### YOUR OBJECTIVE
An exact copy of the entries below is the expected answer.

*** PROVIDED RECORDS

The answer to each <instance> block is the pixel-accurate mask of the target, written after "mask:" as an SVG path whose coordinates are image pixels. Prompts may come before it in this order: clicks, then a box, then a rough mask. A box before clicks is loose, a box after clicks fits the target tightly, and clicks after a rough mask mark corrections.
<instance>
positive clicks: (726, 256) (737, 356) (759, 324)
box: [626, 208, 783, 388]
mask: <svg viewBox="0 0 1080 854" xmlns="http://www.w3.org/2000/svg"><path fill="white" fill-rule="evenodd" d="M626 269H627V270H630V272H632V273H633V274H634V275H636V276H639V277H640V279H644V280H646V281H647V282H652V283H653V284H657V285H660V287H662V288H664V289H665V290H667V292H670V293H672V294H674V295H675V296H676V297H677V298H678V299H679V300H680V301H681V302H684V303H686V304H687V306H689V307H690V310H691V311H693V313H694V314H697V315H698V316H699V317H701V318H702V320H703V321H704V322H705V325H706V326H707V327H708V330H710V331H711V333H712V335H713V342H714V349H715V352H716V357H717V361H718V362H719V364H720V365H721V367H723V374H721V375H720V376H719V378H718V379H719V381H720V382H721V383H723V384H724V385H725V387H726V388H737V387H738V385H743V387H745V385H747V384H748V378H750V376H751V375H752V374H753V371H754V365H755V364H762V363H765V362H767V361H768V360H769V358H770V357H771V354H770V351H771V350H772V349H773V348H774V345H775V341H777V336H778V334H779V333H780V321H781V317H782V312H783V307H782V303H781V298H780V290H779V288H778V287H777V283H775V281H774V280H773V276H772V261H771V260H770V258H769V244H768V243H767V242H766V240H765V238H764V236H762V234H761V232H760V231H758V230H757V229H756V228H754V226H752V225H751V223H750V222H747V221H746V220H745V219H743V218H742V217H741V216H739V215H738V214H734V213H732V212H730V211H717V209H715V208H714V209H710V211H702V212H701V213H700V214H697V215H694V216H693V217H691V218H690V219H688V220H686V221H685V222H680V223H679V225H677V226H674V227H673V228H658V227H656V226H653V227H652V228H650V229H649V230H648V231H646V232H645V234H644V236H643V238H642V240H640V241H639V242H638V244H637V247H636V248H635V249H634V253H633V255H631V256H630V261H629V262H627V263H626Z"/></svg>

******

### OUTPUT
The answer to each <instance> block is the pixel-accurate mask of the target, written after "mask:" as an SVG path whose coordinates are image pixels. Prompts may come before it in this order: clicks, then a box, then a rough mask. A box before clicks is loose, a box after clicks fits the target tightly, and clicks after a rough mask mark corrections.
<instance>
positive clicks: (726, 256) (737, 356) (759, 324)
box: [626, 208, 783, 388]
mask: <svg viewBox="0 0 1080 854" xmlns="http://www.w3.org/2000/svg"><path fill="white" fill-rule="evenodd" d="M626 269H627V270H630V272H632V273H633V274H634V275H636V276H639V277H640V279H644V280H646V281H647V282H652V283H653V284H657V285H660V287H662V288H664V289H665V290H667V292H670V293H672V294H674V295H675V296H676V297H677V298H678V299H679V300H680V301H681V302H684V303H686V304H687V306H689V307H690V310H691V311H693V313H694V314H697V315H698V316H699V317H701V318H702V320H703V321H704V322H705V325H706V326H707V327H708V330H710V331H711V333H712V335H713V342H714V349H715V352H716V357H717V361H718V362H719V364H720V365H721V367H723V374H721V375H720V376H719V378H718V379H719V381H720V382H721V383H723V384H724V385H725V387H726V388H737V387H738V385H743V387H745V385H747V384H748V378H750V376H751V375H752V374H753V371H754V365H755V364H762V363H765V362H767V361H768V360H769V358H770V357H771V354H770V351H771V350H772V349H773V348H774V345H775V341H777V336H778V334H779V333H780V321H781V317H782V312H783V307H782V303H781V298H780V290H779V288H778V287H777V283H775V281H774V280H773V276H772V261H771V260H770V258H769V244H768V243H767V242H766V240H765V238H764V236H762V234H761V232H760V231H758V230H757V229H756V228H754V226H752V225H751V223H750V222H747V221H746V220H745V219H743V218H742V217H741V216H739V215H738V214H734V213H732V212H730V211H717V209H715V208H714V209H710V211H702V212H701V213H700V214H697V215H694V216H693V217H691V218H690V219H688V220H686V221H685V222H680V223H679V225H677V226H674V227H673V228H658V227H656V226H653V227H652V228H650V229H649V230H648V231H646V232H645V234H644V236H643V238H642V240H640V241H639V242H638V244H637V247H636V248H635V249H634V253H633V255H631V256H630V261H629V262H627V263H626Z"/></svg>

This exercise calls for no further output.